═══ Recorded information
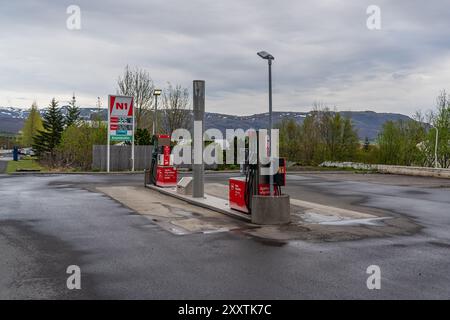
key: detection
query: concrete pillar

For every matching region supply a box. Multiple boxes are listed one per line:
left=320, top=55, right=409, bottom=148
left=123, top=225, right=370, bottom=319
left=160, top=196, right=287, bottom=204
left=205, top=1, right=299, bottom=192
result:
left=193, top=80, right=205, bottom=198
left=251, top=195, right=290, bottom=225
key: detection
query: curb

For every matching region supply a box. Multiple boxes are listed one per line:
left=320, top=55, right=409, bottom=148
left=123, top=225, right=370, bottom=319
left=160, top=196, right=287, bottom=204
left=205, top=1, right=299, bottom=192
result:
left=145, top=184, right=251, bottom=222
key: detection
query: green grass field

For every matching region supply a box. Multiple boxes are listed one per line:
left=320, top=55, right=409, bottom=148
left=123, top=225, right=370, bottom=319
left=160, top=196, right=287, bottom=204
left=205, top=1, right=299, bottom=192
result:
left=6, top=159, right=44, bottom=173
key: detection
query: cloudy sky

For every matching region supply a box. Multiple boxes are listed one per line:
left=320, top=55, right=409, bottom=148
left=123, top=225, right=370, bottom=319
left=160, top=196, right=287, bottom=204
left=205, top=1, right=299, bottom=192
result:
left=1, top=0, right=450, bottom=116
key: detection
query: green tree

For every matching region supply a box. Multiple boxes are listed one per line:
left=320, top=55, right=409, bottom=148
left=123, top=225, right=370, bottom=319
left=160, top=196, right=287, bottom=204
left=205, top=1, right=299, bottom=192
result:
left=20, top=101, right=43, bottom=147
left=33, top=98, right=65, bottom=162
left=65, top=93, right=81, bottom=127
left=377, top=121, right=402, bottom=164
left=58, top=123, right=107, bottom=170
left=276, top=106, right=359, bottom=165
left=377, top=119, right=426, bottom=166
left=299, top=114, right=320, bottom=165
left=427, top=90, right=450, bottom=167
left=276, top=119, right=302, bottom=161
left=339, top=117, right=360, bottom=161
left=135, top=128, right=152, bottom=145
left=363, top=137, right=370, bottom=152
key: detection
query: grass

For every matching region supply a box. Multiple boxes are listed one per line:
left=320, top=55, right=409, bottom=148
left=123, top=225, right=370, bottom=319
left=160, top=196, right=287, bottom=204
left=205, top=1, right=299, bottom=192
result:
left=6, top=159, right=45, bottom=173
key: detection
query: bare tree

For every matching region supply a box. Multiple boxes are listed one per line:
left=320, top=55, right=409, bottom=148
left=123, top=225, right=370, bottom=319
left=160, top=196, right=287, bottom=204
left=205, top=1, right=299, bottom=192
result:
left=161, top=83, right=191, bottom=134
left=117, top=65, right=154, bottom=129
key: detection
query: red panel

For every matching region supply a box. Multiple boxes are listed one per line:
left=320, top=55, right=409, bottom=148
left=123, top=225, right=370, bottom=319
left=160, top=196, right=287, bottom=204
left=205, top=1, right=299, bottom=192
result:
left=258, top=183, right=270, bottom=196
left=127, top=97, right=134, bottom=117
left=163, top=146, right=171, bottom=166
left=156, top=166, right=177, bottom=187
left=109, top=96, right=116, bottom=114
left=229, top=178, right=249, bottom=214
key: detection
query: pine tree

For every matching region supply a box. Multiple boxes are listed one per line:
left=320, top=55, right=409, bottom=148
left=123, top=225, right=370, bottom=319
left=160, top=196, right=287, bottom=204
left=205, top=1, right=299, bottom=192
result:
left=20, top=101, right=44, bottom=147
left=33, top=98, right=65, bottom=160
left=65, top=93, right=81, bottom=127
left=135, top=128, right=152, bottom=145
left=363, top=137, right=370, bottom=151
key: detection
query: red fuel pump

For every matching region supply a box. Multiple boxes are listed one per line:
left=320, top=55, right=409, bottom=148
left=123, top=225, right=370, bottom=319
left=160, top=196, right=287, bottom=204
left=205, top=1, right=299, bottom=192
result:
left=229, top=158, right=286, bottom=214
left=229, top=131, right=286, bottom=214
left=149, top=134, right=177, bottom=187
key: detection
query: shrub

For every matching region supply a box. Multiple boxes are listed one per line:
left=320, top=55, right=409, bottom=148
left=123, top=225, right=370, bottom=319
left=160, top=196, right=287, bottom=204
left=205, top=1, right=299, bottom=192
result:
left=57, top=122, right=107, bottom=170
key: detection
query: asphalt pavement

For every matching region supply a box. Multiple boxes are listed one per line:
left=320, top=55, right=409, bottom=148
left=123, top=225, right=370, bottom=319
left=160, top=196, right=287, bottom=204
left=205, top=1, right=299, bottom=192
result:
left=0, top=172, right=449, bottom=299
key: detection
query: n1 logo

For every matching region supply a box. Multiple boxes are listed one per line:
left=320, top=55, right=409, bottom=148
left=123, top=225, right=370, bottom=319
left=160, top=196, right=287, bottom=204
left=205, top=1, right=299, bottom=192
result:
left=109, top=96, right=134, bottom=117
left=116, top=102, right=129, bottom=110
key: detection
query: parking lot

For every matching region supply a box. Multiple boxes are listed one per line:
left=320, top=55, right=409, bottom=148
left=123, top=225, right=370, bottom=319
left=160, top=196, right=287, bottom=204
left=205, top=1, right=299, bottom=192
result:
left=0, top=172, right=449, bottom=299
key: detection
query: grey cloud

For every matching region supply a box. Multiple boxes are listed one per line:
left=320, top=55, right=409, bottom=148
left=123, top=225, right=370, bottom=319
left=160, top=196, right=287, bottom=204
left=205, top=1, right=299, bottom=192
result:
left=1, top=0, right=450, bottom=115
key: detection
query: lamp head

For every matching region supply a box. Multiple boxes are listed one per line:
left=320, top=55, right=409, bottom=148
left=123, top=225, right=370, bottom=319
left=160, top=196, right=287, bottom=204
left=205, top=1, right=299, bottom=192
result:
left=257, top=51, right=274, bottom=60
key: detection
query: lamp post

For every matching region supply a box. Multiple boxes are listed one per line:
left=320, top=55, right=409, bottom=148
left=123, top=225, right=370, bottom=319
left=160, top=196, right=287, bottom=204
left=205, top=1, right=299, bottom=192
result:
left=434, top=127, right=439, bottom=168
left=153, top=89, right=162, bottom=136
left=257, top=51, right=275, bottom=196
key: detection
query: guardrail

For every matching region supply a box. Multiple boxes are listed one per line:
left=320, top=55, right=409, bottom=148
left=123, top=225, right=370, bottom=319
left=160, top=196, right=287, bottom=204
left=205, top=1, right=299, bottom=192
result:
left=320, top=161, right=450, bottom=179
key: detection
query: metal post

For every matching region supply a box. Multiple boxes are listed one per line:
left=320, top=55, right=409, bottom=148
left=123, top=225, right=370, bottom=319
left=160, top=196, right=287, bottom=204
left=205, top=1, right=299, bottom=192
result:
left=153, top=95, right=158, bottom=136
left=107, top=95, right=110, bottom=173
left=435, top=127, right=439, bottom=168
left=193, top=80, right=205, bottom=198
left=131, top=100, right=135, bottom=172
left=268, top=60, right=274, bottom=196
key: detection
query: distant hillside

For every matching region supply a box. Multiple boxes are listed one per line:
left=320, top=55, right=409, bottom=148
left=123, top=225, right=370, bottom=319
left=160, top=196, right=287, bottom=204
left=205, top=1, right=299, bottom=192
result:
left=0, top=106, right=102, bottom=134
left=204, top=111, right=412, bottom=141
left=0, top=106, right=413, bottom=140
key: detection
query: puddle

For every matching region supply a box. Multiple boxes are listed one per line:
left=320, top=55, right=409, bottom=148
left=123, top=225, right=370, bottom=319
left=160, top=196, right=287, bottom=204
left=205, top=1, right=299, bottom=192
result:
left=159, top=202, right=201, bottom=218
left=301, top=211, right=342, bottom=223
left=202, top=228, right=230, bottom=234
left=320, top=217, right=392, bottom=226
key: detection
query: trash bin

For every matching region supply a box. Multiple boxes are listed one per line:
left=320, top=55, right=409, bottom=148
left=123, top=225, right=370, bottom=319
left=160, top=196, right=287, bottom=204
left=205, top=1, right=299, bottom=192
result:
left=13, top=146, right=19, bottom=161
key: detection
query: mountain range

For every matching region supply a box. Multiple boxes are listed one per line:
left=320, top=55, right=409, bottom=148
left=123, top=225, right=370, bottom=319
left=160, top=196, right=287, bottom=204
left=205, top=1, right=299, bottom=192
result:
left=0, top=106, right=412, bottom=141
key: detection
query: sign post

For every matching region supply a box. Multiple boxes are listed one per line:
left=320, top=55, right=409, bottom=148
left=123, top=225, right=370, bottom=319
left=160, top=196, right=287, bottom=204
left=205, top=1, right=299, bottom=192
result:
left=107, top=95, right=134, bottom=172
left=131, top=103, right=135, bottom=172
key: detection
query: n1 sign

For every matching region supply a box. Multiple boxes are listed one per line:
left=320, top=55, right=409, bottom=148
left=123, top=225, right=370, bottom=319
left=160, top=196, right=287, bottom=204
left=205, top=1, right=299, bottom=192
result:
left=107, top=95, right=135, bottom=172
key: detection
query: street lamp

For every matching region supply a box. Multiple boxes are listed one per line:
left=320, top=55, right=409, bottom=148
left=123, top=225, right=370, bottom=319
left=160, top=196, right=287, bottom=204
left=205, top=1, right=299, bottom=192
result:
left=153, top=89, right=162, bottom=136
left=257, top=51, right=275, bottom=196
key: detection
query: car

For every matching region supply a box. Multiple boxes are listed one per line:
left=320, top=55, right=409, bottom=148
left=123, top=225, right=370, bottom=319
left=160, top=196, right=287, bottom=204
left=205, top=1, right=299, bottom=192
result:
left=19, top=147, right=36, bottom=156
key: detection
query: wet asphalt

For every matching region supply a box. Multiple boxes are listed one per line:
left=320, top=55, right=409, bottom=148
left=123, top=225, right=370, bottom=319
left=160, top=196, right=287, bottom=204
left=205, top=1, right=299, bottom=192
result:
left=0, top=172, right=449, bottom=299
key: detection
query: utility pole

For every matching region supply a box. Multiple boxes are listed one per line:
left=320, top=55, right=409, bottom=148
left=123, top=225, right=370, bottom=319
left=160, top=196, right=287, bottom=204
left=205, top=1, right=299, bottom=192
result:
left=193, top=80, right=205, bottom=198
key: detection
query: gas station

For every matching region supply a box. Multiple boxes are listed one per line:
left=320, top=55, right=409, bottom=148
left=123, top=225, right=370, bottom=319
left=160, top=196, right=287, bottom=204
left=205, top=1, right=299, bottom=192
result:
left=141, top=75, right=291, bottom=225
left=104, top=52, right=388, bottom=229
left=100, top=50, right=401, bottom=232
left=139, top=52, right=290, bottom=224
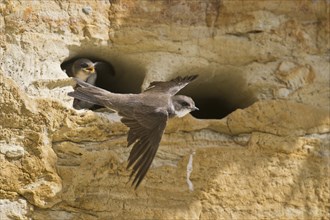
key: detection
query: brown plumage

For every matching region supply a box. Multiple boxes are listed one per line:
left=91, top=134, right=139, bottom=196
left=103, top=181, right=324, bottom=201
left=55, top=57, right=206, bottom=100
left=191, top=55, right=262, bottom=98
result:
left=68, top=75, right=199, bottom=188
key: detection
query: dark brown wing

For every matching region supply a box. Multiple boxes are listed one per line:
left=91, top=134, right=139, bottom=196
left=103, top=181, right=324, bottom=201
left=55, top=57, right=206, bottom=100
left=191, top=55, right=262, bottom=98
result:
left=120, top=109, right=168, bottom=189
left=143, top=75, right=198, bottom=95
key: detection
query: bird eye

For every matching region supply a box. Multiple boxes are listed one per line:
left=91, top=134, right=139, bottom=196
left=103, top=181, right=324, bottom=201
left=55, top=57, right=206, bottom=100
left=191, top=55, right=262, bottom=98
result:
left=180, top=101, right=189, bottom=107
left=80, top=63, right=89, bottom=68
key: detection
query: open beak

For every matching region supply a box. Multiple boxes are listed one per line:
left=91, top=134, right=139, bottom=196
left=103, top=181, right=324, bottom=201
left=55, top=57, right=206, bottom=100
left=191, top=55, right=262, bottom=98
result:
══════
═══ Recorded information
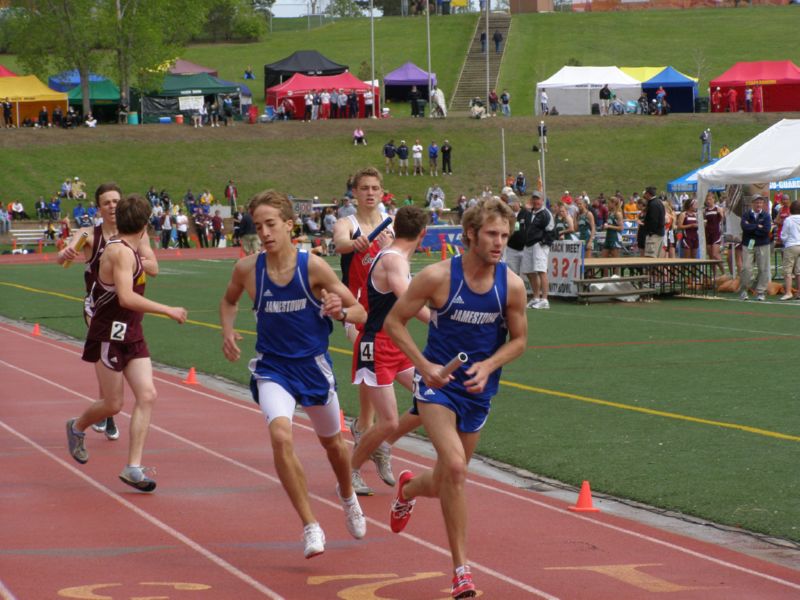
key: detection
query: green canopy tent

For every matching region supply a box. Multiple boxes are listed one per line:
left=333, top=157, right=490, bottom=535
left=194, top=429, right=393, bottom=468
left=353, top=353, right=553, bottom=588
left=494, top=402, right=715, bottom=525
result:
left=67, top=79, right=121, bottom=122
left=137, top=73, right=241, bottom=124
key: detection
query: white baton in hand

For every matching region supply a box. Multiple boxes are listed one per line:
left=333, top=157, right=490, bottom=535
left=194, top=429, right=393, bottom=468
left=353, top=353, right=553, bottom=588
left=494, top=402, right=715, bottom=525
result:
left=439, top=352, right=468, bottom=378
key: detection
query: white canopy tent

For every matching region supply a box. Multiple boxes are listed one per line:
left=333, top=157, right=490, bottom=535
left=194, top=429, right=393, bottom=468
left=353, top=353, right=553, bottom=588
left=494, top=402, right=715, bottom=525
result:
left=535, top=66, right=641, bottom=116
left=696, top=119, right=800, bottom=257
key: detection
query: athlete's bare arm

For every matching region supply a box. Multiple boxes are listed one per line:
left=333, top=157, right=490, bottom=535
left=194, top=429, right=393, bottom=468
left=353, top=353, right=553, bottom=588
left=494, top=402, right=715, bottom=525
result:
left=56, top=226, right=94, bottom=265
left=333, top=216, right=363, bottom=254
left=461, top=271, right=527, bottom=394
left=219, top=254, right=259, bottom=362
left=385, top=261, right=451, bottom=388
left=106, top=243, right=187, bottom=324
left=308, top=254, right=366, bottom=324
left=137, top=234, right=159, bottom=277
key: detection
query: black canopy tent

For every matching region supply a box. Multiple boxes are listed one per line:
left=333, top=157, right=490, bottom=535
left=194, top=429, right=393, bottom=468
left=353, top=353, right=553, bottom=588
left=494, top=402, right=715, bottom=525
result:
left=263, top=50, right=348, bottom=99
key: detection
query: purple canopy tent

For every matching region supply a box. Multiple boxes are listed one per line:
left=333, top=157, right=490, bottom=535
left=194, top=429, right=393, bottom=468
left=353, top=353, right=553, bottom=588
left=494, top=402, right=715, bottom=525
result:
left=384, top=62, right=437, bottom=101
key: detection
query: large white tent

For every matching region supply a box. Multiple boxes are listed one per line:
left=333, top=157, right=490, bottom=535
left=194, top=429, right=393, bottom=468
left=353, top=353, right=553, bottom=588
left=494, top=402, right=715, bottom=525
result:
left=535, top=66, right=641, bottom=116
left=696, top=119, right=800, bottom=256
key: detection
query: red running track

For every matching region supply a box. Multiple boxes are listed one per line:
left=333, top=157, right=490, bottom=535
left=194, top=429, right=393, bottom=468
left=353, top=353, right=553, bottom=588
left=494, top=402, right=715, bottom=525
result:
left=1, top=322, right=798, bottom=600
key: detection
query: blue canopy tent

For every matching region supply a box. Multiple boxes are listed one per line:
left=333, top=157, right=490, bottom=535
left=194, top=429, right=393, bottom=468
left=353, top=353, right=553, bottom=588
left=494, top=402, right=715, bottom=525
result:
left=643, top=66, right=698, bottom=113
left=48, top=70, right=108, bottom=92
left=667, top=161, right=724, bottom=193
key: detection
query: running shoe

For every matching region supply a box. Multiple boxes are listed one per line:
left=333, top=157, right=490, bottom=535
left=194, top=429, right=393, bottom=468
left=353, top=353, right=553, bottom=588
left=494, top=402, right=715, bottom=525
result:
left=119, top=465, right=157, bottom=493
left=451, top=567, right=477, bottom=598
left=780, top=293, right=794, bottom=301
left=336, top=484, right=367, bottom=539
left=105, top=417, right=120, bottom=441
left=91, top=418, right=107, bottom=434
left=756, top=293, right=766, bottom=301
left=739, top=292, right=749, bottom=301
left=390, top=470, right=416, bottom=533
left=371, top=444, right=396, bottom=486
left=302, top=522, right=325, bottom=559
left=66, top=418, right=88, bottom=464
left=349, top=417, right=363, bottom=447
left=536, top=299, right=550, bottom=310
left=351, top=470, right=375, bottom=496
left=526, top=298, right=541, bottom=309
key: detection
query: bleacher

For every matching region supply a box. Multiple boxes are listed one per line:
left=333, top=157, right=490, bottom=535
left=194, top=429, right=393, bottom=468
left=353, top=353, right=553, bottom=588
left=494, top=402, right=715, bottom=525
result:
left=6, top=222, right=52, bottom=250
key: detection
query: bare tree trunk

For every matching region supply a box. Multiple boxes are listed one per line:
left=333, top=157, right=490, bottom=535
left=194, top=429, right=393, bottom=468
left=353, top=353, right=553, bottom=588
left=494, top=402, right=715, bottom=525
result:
══════
= What to work on =
Which of the lines above hold the word "asphalt"? Copy each one.

= Written answer =
query: asphalt pavement
query: wet asphalt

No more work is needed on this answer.